* **INFORMATION SHOWN**:
──────────────────────────────

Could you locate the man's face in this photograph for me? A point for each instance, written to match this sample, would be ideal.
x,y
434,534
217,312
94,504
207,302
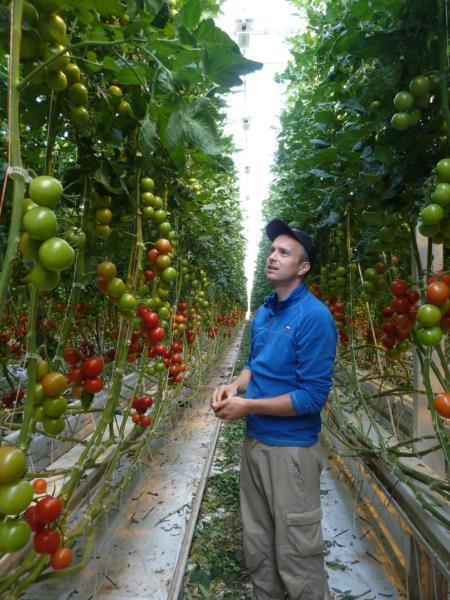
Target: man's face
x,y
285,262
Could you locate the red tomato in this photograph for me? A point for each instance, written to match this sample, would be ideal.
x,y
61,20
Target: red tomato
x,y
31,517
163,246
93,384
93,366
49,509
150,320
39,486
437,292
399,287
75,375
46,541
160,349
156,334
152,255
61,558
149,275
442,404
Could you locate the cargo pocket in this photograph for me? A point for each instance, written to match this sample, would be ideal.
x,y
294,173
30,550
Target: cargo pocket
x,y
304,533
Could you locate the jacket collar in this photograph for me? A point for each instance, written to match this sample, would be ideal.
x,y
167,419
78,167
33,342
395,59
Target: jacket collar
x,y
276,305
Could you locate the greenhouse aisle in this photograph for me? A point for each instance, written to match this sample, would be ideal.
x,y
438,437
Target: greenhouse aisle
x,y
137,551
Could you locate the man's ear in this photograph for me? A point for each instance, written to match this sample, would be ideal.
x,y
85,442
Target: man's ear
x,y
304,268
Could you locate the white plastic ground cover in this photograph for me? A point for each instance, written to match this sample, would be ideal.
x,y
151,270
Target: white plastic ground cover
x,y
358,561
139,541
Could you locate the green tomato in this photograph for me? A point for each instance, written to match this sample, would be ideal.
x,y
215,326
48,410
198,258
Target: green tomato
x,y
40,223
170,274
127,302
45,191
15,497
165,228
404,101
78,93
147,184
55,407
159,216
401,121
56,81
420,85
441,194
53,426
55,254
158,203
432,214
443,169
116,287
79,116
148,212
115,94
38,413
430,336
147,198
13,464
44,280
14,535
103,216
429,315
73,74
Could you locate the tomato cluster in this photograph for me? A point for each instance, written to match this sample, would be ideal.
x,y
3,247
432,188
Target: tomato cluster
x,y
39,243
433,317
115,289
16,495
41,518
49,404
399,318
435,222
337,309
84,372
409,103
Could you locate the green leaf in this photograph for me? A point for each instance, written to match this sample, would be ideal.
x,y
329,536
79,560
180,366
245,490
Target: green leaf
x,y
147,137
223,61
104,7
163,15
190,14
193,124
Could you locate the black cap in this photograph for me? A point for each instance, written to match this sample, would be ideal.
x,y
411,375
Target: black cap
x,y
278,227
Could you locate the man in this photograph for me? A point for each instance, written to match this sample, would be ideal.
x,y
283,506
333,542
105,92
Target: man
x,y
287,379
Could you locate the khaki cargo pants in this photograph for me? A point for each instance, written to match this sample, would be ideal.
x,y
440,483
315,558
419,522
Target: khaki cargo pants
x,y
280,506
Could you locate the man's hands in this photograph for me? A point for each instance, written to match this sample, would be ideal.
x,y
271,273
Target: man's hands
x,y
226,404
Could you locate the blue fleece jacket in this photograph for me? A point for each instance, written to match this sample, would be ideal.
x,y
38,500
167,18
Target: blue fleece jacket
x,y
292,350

──────────────────────────────

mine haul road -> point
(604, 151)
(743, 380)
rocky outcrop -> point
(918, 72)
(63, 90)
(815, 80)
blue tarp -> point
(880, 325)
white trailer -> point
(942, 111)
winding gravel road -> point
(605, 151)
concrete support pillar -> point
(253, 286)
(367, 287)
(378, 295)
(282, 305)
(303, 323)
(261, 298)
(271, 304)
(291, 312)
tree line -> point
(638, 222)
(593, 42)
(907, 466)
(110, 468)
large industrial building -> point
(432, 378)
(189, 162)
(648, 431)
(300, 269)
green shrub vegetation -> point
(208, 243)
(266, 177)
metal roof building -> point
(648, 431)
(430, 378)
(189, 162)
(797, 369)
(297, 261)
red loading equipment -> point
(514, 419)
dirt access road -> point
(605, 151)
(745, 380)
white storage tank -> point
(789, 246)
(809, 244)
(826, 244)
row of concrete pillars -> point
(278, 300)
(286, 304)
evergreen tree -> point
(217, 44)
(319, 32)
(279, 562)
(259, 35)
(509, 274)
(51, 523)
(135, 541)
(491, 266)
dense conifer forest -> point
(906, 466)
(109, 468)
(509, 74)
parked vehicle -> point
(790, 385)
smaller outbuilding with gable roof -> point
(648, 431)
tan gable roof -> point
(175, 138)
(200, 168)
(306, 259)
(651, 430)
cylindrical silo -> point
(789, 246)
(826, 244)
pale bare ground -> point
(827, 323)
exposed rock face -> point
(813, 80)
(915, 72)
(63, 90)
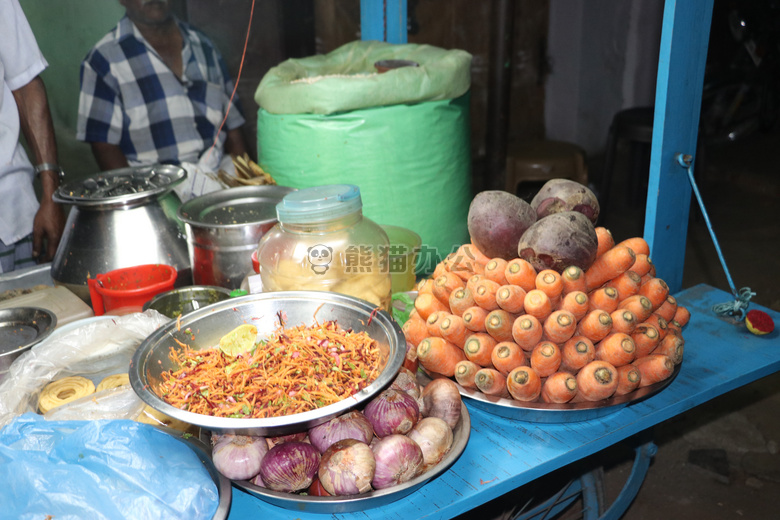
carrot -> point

──────────────────────────────

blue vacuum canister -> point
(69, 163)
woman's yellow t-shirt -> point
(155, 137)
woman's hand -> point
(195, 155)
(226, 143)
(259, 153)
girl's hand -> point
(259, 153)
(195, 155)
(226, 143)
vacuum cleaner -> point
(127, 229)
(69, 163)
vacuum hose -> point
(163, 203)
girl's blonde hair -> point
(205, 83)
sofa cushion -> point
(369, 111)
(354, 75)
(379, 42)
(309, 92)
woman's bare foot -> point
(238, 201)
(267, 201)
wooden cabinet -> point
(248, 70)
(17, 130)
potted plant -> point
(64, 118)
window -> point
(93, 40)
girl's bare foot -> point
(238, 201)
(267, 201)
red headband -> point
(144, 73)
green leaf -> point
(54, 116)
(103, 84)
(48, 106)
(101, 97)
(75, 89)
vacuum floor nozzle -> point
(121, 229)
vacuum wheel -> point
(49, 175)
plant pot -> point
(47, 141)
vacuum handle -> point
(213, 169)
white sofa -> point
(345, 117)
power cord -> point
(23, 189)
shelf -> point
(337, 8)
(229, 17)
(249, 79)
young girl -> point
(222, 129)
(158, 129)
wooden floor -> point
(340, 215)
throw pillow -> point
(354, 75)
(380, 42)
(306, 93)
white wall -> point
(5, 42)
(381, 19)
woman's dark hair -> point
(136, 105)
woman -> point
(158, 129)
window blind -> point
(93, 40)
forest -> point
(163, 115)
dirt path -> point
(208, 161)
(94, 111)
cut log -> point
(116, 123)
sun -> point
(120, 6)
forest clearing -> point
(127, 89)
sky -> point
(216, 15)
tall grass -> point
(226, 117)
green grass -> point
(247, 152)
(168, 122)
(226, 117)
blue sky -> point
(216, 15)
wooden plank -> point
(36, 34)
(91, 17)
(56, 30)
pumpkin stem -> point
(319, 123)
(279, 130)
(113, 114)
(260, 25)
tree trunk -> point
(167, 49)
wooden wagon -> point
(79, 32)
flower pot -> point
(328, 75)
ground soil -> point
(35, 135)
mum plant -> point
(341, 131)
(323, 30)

──────────────────────────────

Extract, without any images, the part of the material above that opens with the line containing "green shrub vegetation -> point" and closes with the line containing "carrot -> point", both lines included.

green shrub vegetation -> point
(208, 243)
(266, 177)
metal roof building -> point
(648, 431)
(430, 378)
(189, 162)
(797, 369)
(297, 261)
red loading equipment -> point
(514, 419)
dirt access road -> point
(605, 151)
(745, 380)
white storage tank -> point
(789, 246)
(809, 244)
(826, 244)
row of concrete pillars -> point
(278, 300)
(286, 304)
evergreen tree -> point
(217, 44)
(319, 32)
(279, 562)
(259, 35)
(509, 274)
(51, 523)
(135, 541)
(491, 266)
dense conifer forest -> point
(906, 466)
(109, 468)
(509, 74)
parked vehicle -> point
(790, 385)
smaller outbuilding with gable roof -> point
(648, 431)
tan gable roof -> point
(175, 138)
(200, 168)
(306, 259)
(651, 430)
cylindrical silo -> point
(789, 246)
(826, 244)
pale bare ground -> point
(827, 323)
exposed rock face -> point
(813, 80)
(915, 72)
(63, 90)
carrot -> point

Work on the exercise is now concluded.